* [Sezione del documento]:
Questa I Domenica del Tempo Ordinario che segue il 6 gennaio appartiene dunque al tempo della manifestazione; fino al IV sec. la Natività ed il Battesimo del Signore erano celebrati nel medesimo giorno. Dice S. Girolamo: «Nella sua Natività il Figlio di Dio venne al mondo in modo nascosto, nel Battesimo apparve in modo manifesto». Allo stesso modo S. Giovanni Crisostomo: «l’Epifania non è la festa della Natività ma quella del Battesimo. Prima, egli non era conosciuto dal popolo, con il Battesimo si rivela a tutti».

Nella lettura della pericope di Luca occorre tener presenti le rispettive narrazioni parallele di Matteo e di Marco. L’evangelista Luca riduce l’episodio decisivo e fondamentale del Signore battezzato dal Padre con lo Spirito Santo al Giordano nei vv. 21-22 che sono brevi. I vv. 15-16 che narrano il dubbio del popolo sul fatto che potesse essere Giovarmi il Messia atteso e la risposta del Battista sono stati proclamati nella III Domenica di Avvento.

Record del dataset sulla posizione degli oggetti:

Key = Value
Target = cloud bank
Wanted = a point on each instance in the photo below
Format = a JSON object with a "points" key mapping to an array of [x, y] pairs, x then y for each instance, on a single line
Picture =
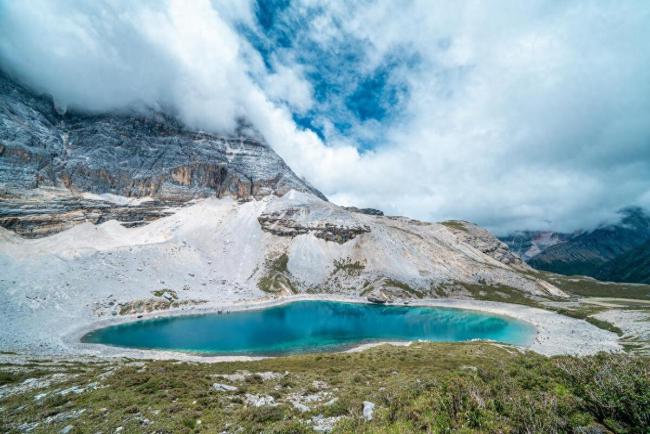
{"points": [[531, 115]]}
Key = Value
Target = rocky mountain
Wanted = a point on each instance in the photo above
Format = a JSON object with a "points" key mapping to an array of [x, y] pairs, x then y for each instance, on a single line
{"points": [[111, 214], [633, 266], [606, 252], [45, 156], [528, 244]]}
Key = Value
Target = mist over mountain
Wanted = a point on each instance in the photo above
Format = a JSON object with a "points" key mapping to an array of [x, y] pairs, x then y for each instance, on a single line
{"points": [[532, 117], [615, 251]]}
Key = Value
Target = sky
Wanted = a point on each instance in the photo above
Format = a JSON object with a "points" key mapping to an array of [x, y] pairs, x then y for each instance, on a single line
{"points": [[514, 115]]}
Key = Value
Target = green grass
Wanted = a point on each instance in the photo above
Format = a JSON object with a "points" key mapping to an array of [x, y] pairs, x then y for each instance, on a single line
{"points": [[349, 267], [586, 287], [277, 277], [462, 387], [165, 291], [455, 224]]}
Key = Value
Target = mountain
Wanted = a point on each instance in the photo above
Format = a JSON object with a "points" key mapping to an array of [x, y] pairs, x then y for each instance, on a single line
{"points": [[116, 213], [46, 156], [528, 244], [633, 266], [607, 252]]}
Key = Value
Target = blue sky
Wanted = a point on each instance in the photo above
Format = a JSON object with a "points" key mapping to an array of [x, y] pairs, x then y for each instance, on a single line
{"points": [[515, 115]]}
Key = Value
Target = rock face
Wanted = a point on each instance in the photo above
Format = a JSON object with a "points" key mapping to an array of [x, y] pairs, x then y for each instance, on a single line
{"points": [[528, 244], [607, 252], [632, 266], [38, 216], [130, 155], [484, 241], [294, 221], [121, 207]]}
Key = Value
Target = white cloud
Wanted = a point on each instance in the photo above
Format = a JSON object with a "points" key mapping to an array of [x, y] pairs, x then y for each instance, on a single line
{"points": [[518, 114]]}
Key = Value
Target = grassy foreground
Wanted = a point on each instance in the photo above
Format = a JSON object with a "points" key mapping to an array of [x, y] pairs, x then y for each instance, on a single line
{"points": [[469, 387]]}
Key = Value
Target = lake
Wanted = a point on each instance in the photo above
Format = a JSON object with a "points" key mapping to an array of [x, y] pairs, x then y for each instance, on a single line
{"points": [[310, 326]]}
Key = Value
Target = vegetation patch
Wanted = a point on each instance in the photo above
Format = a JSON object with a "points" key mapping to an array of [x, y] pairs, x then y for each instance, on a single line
{"points": [[277, 279], [348, 267], [455, 224], [446, 387], [167, 293], [586, 287]]}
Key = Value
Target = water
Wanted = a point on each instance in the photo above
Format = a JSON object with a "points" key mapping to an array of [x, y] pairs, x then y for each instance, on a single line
{"points": [[308, 326]]}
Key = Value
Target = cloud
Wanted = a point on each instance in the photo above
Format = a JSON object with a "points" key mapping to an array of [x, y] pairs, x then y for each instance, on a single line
{"points": [[514, 115]]}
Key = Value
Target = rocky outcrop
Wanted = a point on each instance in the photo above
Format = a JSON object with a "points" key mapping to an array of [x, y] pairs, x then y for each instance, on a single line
{"points": [[368, 211], [286, 223], [484, 241], [33, 217], [129, 154]]}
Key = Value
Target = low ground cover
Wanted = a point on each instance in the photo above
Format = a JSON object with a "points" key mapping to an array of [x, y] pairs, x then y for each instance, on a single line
{"points": [[462, 387]]}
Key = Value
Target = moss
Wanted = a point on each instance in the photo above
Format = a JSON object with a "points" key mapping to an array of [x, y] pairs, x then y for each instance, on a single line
{"points": [[586, 287], [277, 277], [444, 387], [165, 292], [455, 224]]}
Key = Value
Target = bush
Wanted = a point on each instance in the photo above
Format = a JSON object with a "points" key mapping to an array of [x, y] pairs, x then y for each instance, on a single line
{"points": [[614, 388]]}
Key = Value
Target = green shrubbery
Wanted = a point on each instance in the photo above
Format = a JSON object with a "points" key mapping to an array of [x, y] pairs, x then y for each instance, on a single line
{"points": [[436, 388]]}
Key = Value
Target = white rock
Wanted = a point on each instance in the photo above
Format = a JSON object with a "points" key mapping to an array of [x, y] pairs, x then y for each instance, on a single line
{"points": [[368, 410], [220, 387], [259, 400]]}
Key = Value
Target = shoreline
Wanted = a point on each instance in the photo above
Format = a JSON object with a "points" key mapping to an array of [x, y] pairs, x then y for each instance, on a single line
{"points": [[555, 334]]}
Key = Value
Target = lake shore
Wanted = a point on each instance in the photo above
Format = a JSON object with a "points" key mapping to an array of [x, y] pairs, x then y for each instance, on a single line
{"points": [[555, 333]]}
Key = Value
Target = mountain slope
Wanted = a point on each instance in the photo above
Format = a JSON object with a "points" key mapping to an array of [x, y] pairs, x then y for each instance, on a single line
{"points": [[48, 160], [633, 266], [528, 244], [587, 252], [124, 214]]}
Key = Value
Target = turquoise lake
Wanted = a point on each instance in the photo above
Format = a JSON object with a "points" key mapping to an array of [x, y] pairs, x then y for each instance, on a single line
{"points": [[310, 326]]}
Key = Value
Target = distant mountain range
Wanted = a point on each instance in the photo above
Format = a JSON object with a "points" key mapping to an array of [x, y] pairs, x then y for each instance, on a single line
{"points": [[618, 251]]}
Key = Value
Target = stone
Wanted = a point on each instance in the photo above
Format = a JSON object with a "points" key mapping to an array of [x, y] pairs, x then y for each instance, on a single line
{"points": [[220, 387], [368, 410]]}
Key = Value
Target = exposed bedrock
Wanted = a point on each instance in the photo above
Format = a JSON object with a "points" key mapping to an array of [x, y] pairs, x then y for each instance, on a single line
{"points": [[129, 154], [284, 223]]}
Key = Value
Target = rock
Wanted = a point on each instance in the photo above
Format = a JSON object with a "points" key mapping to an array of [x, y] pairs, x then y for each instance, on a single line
{"points": [[368, 211], [321, 423], [378, 297], [291, 222], [125, 154], [300, 407], [259, 400], [220, 387], [368, 410]]}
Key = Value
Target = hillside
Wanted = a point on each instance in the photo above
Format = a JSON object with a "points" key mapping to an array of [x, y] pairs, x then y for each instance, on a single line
{"points": [[633, 266], [605, 252], [115, 214]]}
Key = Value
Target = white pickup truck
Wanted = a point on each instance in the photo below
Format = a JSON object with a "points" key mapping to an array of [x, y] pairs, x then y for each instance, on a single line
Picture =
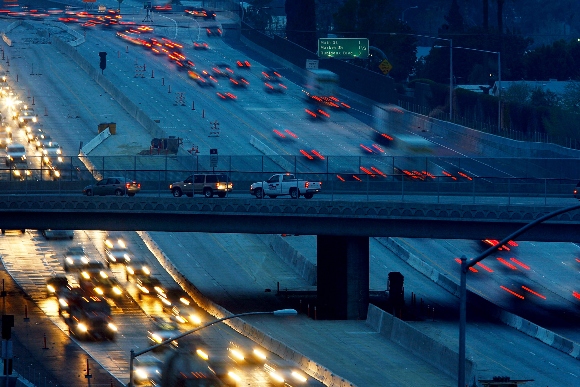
{"points": [[285, 184]]}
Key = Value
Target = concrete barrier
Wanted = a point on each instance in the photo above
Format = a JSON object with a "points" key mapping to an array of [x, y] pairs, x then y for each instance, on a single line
{"points": [[98, 139], [430, 350], [315, 370]]}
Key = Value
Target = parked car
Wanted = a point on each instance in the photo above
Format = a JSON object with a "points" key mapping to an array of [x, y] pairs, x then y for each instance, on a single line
{"points": [[147, 370], [118, 186], [206, 184]]}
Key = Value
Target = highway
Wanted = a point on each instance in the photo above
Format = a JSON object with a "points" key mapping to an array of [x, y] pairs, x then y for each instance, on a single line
{"points": [[83, 128]]}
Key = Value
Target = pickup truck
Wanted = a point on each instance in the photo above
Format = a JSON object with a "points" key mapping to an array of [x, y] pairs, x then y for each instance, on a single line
{"points": [[285, 184]]}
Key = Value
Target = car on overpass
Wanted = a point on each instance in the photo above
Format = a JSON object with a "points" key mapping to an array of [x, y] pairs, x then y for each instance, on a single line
{"points": [[118, 186]]}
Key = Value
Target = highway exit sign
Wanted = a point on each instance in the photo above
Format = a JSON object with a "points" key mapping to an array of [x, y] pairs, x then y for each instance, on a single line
{"points": [[343, 48]]}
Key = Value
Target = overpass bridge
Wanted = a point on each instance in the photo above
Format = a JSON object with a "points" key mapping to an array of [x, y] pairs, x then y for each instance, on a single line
{"points": [[342, 228]]}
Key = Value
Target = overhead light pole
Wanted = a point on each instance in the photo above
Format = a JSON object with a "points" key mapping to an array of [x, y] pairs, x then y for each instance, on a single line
{"points": [[463, 282], [281, 313]]}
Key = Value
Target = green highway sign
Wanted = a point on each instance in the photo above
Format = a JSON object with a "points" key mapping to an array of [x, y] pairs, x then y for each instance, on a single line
{"points": [[343, 48]]}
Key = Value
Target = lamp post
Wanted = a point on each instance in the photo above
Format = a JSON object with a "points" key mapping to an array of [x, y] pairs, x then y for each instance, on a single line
{"points": [[281, 312], [450, 66], [403, 13], [498, 83], [463, 282]]}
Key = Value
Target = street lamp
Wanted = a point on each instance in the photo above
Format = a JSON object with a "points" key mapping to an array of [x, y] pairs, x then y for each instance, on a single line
{"points": [[463, 282], [403, 13], [450, 65], [498, 83], [281, 312]]}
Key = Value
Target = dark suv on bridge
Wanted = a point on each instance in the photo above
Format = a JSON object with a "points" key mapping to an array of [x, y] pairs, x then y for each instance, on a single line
{"points": [[205, 184]]}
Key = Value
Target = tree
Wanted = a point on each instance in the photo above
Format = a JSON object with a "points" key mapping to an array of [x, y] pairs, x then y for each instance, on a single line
{"points": [[376, 20], [500, 4]]}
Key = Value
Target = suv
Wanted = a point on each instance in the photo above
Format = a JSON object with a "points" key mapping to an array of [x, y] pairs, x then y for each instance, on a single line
{"points": [[118, 186], [206, 184]]}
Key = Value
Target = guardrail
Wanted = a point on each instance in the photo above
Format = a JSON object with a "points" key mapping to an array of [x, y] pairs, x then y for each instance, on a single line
{"points": [[404, 187]]}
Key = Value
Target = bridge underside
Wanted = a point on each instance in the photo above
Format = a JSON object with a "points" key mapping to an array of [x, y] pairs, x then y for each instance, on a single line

* [Consegne]:
(A) Secondo la sezione del documento, fino a quale secolo la Natività e il Battesimo del Signore venivano celebrati nel medesimo giorno?
(B) Cita dalla sezione del documento il tratto che va da "Nella lettura della" fino a "Domenica di Avvento.".

* [Risultati dell'esercizio]:
(A) Fino al IV secolo.

(B)
Nella lettura della pericope di Luca occorre tener presenti le rispettive narrazioni parallele di Matteo e di Marco. L’evangelista Luca riduce l’episodio decisivo e fondamentale del Signore battezzato dal Padre con lo Spirito Santo al Giordano nei vv. 21-22 che sono brevi. I vv. 15-16 che narrano il dubbio del popolo sul fatto che potesse essere Giovarmi il Messia atteso e la risposta del Battista sono stati proclamati nella III Domenica di Avvento.